Supplied information:
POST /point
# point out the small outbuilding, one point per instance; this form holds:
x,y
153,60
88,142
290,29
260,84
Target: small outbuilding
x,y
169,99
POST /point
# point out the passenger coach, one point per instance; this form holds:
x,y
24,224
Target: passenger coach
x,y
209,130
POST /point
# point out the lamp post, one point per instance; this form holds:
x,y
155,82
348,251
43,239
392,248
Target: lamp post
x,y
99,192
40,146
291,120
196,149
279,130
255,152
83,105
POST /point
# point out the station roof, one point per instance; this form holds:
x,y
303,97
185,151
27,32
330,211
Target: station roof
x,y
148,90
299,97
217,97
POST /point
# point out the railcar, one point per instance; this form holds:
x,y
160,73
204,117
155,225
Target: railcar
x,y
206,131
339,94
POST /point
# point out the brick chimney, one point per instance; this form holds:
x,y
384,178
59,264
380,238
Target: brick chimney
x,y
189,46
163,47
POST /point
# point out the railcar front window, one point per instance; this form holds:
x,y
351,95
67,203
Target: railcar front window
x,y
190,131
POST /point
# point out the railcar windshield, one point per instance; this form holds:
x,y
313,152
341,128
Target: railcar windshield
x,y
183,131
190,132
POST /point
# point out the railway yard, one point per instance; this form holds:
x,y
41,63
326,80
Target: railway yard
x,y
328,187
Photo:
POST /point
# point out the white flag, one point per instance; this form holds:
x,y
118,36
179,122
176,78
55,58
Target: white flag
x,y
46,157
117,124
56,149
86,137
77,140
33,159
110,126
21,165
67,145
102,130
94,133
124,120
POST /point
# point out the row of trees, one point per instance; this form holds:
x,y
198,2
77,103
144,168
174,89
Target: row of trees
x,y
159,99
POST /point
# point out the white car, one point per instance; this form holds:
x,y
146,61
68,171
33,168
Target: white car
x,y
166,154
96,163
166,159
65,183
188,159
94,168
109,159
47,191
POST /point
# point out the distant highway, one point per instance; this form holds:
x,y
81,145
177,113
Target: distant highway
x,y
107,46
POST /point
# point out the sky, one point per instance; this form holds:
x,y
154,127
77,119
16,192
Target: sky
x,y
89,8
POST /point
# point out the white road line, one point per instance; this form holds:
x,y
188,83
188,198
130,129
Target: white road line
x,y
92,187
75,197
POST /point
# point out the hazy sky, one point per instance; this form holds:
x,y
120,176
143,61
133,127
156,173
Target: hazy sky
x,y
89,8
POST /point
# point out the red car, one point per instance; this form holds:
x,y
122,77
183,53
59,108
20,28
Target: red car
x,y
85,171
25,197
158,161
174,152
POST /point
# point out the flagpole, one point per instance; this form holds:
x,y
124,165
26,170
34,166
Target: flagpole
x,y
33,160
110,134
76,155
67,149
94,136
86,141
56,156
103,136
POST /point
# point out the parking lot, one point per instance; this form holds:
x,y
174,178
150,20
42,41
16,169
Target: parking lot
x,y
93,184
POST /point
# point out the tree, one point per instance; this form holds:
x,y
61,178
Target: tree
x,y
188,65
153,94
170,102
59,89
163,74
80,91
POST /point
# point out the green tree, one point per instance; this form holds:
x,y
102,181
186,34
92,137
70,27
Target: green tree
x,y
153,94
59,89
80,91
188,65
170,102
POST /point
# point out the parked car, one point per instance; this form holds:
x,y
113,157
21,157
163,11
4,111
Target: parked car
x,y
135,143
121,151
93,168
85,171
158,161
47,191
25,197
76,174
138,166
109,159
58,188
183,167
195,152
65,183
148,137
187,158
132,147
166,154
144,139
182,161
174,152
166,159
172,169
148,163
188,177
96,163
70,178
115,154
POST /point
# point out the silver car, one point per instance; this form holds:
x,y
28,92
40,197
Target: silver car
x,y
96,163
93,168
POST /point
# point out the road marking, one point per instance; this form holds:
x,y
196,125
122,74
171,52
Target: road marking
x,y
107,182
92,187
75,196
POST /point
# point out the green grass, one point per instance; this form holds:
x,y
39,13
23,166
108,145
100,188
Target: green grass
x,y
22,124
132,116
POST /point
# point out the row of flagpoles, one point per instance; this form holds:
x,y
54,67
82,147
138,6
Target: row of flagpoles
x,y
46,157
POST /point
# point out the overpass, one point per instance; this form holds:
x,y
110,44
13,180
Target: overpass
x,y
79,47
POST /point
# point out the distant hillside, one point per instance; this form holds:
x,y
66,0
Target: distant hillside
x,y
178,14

Assignment:
Start at the top line of the records and retype them all exactly.

Task output:
POST /point
# point out the small outbuilding, one point per instance; this form holds:
x,y
153,60
88,142
290,29
260,84
Target: small outbuilding
x,y
169,99
POST /point
# point out the passenger coach, one point per instance; this form holds:
x,y
24,224
Target: passenger coach
x,y
209,130
POST /point
# point out the lamp post, one point per instance; this form holds:
x,y
155,82
348,251
43,239
392,248
Target: lamp post
x,y
99,192
40,146
291,120
196,149
279,130
255,152
83,105
POST /point
# point out the station roof, one point per instance; this form holds:
x,y
303,97
185,151
27,32
330,211
Target: station roof
x,y
148,90
299,97
217,97
POST /point
# point out the railcar, one point per instance; this form holds:
x,y
160,73
204,117
155,225
Target: railcar
x,y
206,131
339,94
POST /point
# point out the brick chimney, one point per instance; this form holds:
x,y
384,178
59,264
380,238
Target: brick chimney
x,y
189,46
163,47
POST /point
# point out the railcar front window, one point per instance; this form holds:
x,y
351,95
67,203
Target: railcar front window
x,y
190,131
POST /point
# point out the railcar windshield, one point per instance; this form holds:
x,y
313,152
341,128
Target: railcar windshield
x,y
183,131
190,132
POST /point
# point out the railway yard, one point per instance; this form holds:
x,y
41,63
326,80
Target: railway yard
x,y
328,187
Photo:
POST /point
# point out the white flag, one point per instance; this form holds:
x,y
118,36
179,122
176,78
55,58
Target: white flag
x,y
46,157
117,124
56,149
86,137
77,140
33,159
110,126
21,165
67,145
102,130
94,133
124,120
POST /point
# point out the row of trees, one point per instance; this form holds:
x,y
198,2
77,103
144,168
174,89
Target: row of trees
x,y
159,99
POST /point
# point out the white car, one point per instance; this form holds:
x,y
146,61
68,171
33,168
Target: white car
x,y
166,154
96,163
166,159
65,183
188,159
94,168
109,159
47,191
POST /point
# point out the distant highway, one point per instance; this form holds:
x,y
81,145
177,113
Target: distant highway
x,y
107,46
POST /point
# point out the sky, one point per instance; this form holds:
x,y
154,127
77,119
16,192
Target: sky
x,y
89,8
POST /point
# point out the white road line, one point per instance; this form holds:
x,y
188,83
188,198
130,129
Target: white road line
x,y
92,187
75,197
POST /point
# point out the hazy sky, one point per instance; this form holds:
x,y
120,176
143,61
133,127
156,173
Target: hazy sky
x,y
89,8
POST /point
# point out the red car, one point per instance; this form holds:
x,y
122,77
183,53
59,108
20,28
Target: red car
x,y
85,171
25,197
158,161
174,152
POST /point
# point out the flagpole, one point per instance; this form holds:
x,y
124,165
26,170
34,166
Target: flagpole
x,y
33,160
110,134
76,155
67,149
94,136
86,141
56,156
103,136
POST /point
# point out the parking lot, one point per instance; this form holds:
x,y
174,178
150,20
42,41
16,169
Target: parking lot
x,y
93,184
POST /point
# point out the tree, one point per instance; this form holds:
x,y
61,178
Target: tree
x,y
188,65
153,94
170,102
59,89
163,74
80,91
POST /point
# point out the green tree, one point per instance; this form holds:
x,y
102,181
186,34
92,137
70,27
Target: green tree
x,y
153,94
59,89
80,91
188,65
170,102
POST /point
# point out the parked car, one point per instance; this form holds:
x,y
113,157
21,157
163,11
4,111
Target: parked car
x,y
135,143
121,151
93,168
85,171
158,161
47,191
25,197
76,174
138,166
109,159
58,188
183,167
195,152
65,183
148,137
187,158
132,147
166,154
144,139
182,161
174,152
166,159
172,169
148,163
188,177
96,163
70,178
115,154
POST /point
# point out the silver car, one point per instance; this form holds:
x,y
28,92
40,197
Target: silver car
x,y
96,163
93,168
POST /point
# point out the road marking, one point per instance; this form holds:
x,y
196,125
122,74
171,52
Target: road marking
x,y
107,182
92,187
75,196
POST /point
# point out the green grass, one point per instance; this form holds:
x,y
39,13
23,166
108,145
100,188
Target: green grass
x,y
22,124
132,116
POST /point
# point out the row of flagpoles, one point per instance; this form holds:
x,y
54,67
82,147
138,6
Target: row of flagpoles
x,y
46,157
POST /point
# point out the overpass, one point per instance; this form holds:
x,y
110,44
13,180
Target: overpass
x,y
79,47
POST /point
# point out the distant hillside, one point per instance; this form holds:
x,y
66,0
Target: distant hillside
x,y
178,14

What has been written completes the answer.